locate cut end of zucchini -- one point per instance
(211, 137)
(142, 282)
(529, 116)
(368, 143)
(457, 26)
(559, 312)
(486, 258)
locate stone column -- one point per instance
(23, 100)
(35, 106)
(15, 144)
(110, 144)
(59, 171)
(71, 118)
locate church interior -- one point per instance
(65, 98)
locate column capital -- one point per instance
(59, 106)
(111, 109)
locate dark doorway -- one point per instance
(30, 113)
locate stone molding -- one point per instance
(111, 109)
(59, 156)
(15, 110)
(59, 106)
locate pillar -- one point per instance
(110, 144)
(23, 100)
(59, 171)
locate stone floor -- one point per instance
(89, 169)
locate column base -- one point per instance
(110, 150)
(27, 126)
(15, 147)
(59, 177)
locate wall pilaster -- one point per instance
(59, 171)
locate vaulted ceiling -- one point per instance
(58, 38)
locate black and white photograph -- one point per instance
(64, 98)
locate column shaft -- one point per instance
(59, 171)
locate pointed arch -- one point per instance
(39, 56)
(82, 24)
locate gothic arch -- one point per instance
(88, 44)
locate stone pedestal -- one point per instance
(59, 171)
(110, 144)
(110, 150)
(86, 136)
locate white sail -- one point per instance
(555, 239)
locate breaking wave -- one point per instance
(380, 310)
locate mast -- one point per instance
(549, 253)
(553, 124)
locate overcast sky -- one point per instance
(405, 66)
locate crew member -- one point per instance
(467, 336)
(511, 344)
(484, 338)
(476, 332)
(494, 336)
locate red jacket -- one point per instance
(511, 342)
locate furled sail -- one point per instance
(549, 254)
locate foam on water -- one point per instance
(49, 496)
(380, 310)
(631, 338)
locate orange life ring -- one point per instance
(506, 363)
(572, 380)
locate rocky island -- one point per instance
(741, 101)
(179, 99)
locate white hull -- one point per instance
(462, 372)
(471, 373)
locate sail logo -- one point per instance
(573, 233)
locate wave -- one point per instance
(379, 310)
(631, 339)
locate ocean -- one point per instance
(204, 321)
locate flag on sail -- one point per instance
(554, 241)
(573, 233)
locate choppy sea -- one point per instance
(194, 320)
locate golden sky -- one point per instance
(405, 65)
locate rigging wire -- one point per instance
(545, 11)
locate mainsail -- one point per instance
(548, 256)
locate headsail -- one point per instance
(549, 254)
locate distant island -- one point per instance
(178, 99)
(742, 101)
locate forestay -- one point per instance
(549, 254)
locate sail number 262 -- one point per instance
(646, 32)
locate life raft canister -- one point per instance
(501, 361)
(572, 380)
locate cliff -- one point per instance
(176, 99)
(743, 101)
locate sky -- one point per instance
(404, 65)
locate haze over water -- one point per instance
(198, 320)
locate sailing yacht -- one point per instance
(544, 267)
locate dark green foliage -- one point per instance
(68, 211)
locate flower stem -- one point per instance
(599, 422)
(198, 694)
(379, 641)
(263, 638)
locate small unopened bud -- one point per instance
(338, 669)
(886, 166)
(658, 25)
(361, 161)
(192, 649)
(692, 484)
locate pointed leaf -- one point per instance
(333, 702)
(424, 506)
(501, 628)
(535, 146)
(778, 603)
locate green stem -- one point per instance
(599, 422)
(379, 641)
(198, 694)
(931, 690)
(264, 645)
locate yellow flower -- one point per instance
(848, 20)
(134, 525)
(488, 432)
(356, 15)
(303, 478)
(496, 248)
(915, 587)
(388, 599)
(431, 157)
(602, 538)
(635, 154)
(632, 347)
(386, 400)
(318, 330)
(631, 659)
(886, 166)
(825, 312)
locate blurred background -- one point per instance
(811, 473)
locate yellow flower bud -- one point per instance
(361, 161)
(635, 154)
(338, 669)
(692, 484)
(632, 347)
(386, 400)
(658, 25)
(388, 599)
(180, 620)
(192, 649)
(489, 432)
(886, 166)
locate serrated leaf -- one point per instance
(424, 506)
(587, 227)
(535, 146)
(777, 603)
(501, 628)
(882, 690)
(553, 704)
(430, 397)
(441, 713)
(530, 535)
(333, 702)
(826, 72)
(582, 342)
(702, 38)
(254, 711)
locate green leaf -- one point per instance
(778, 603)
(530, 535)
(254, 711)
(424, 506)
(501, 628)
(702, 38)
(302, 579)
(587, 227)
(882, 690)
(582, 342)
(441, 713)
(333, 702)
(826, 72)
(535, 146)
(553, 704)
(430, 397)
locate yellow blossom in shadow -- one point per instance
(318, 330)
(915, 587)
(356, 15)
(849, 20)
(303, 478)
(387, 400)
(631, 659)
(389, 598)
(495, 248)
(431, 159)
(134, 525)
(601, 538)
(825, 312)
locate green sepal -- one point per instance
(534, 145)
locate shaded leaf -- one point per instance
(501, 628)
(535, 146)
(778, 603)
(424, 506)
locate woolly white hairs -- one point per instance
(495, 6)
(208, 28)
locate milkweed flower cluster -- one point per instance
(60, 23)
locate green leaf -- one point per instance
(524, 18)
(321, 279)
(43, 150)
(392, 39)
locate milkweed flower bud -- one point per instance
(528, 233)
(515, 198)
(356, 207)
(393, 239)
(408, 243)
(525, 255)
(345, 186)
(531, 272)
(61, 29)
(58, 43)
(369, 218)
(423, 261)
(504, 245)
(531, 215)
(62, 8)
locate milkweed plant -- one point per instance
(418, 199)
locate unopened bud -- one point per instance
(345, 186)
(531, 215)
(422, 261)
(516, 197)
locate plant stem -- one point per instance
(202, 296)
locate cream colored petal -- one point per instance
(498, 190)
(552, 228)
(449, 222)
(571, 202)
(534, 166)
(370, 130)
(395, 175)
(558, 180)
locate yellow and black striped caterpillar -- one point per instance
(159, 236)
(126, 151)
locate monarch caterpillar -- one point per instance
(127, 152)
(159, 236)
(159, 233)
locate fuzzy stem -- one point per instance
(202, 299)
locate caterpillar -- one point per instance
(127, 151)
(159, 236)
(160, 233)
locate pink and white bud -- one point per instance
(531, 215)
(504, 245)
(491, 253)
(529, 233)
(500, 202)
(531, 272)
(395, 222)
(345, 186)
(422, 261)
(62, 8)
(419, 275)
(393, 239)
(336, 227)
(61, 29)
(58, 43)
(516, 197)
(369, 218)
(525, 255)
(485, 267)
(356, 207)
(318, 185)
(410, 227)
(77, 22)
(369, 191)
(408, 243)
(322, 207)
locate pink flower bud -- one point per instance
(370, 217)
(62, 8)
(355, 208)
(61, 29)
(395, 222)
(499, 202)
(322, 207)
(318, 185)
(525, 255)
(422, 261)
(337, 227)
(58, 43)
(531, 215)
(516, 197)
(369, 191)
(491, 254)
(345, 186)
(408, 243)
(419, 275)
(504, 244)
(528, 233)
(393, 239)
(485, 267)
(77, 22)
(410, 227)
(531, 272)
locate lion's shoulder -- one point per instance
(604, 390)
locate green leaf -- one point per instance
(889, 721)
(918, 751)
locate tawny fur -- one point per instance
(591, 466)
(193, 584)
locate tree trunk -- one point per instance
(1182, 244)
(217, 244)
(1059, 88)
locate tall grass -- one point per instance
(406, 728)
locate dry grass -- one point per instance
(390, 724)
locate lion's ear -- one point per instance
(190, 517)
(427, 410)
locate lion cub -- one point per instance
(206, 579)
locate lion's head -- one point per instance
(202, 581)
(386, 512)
•••••
Goal: From the line that contains "locate lion's shoulder" down to the last line of the listing above, repeat each line exactly, and include nothing else.

Task output:
locate lion's shoulder -- one point per instance
(604, 390)
locate green leaf -- one point per instance
(889, 721)
(918, 751)
locate tawny fur -- one point per instance
(591, 466)
(193, 584)
locate tree trunk -- one point per instance
(1182, 244)
(217, 244)
(1059, 88)
locate tall grass -- one point per instance
(406, 728)
locate dry grass -- one point per instance
(390, 724)
locate lion's ear -- one point per instance
(190, 517)
(427, 410)
locate lion cub -- one point per instance
(206, 579)
locate lion's head -- one point per instance
(202, 581)
(386, 512)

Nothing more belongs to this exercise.